Книга Постижение военного искусства - Александр Андреевич Свечин
Шрифт:
Интервал:
Закладка:
Пригодный к военной службе — “боярский сын”, казак, выходец из Литвы или татарин “новокрещен” — испомещался в населенном крестьянами поместье, размером в 200-400 десятин; доходы с этого имения обеспечивали содержание его семьи; по распоряжению московского приказа он должен был выезжать на сборный пункт “люден, конен и оружен” — т.е. верхом, с наступательным и предохранительным вооружением, с 2-3 вооруженными слугами и запасом продовольствия на вьюках или телеге.
Особенно много мелких поместий было нарезано вдоль Оки, так как с юга беспрерывно грозили нападения крымских татар, и все летнее время, пока имелся в полях подножный корм, от Троицы до Покрова дня, приходилось содержать стражу — сначала на берегах Оки, а впоследствии далее к югу, на засечных укрепленных линиях, выносившихся вперед с каждым успехом колонизации.
С этими задачами, в непосредственной близости от своих поместий, наша дворянская милиция справлялась весьма сносно; но для дальних походов организация являлась мало удовлетворительной. Личные заботы о снабжении оказывались несостоятельными. Несмотря на помощь государства, поместное ополчение начинало голодать. Заботы о покинутом хозяйстве отягчали сознание призванного, число “нетчиков” — не являвшихся на призыв — было велико; в случае войны на западной и северо-западной границах угроза татарского набега заставляла ополчение бросать “полки” и спешить на защиту своих усадеб. Военное искусство стеснялось заботами каждого дворянина о своем личном тыле — имуществе, которое возили вооруженные слуги. При установлении соприкосновения с неприятелем первой заботой являлось сооружение безопасного убежища для тыла — острожка, укрепленного лагеря. Идеи чехов — Яна Жижки — о бое за повозками, используемыми как остов боевого порядка, нашли у нас широкое применение. Древнее русское слово “стан” заменяется типично чешским “табором”. Идея боевых возов развивается русской техникой в виде “гуляй-города”, образуемого сцеплением больших деревянных щитов на колесах; конечно, для больших походов такая подвижная деревянная крепость не годилась, но “гуляй-город” использовался, по-видимому, как подвижное позиционное имущество для обороны от татар ближайших окрестностей Москвы.

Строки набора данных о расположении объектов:
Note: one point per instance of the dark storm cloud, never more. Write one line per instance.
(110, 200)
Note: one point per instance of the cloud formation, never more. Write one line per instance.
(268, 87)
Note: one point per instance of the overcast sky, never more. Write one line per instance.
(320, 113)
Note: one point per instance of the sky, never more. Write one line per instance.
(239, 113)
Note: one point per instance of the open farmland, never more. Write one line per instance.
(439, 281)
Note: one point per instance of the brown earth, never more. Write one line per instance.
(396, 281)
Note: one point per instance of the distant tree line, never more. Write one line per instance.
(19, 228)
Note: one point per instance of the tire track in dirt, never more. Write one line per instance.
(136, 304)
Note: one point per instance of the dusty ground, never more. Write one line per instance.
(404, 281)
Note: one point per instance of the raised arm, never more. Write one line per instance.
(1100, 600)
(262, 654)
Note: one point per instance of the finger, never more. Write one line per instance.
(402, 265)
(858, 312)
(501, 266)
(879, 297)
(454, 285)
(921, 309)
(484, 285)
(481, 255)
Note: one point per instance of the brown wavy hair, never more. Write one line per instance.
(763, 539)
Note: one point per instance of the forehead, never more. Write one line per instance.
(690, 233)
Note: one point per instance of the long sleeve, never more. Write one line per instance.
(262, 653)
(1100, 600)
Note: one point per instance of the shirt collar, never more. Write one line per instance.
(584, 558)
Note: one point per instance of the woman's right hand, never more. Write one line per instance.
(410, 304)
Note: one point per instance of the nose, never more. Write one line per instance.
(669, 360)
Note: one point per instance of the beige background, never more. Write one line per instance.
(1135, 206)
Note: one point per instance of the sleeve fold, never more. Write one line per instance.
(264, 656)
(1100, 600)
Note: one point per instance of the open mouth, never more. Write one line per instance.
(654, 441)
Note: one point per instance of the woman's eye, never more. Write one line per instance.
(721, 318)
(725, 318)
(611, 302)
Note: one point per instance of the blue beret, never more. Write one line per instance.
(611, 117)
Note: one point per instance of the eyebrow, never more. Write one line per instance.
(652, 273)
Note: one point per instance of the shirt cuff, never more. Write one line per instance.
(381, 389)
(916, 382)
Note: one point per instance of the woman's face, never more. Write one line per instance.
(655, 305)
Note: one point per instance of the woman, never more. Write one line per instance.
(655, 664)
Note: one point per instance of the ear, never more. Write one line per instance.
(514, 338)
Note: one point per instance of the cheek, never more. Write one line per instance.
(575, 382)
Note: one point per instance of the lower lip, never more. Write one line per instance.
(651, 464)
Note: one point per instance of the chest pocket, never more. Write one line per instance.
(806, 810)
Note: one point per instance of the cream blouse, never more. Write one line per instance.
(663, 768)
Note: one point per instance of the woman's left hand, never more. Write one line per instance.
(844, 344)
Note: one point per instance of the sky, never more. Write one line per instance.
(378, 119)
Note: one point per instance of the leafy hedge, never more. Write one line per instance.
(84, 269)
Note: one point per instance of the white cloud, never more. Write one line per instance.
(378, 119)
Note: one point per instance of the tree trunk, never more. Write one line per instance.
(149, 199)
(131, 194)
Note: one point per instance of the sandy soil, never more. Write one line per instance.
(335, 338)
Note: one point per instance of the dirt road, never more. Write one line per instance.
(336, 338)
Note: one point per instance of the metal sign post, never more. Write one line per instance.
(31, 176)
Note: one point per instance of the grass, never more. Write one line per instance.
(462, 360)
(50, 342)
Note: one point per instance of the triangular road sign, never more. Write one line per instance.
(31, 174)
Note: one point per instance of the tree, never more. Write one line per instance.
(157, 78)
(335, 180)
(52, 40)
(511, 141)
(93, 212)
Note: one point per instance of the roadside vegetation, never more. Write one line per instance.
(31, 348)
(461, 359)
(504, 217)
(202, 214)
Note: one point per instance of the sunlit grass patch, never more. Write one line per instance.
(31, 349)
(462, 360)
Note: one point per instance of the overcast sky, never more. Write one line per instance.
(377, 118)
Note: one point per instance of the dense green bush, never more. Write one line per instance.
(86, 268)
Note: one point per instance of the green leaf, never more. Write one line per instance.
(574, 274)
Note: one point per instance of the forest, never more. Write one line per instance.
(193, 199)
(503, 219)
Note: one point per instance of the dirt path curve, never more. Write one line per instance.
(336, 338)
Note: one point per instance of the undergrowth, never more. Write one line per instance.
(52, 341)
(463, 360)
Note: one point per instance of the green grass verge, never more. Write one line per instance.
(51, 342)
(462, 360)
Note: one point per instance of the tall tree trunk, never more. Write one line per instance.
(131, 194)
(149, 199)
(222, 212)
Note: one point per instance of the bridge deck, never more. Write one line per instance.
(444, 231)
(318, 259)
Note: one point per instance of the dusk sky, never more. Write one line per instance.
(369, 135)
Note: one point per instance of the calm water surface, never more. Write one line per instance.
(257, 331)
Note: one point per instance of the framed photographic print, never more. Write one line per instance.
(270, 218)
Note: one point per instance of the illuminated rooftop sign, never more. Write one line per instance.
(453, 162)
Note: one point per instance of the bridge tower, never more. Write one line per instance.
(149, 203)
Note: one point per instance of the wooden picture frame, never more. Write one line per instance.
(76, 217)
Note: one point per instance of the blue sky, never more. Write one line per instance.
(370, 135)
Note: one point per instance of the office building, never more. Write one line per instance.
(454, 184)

- ФОРМУЛИРОВКА ЗАДАНИЯ:
Какое чешское слово, согласно тексту о поместном ополчении, заменяет древнее русское слово «стан»?

- ОТВЕТ К ЗАДАНИЮ:
Слово «табор».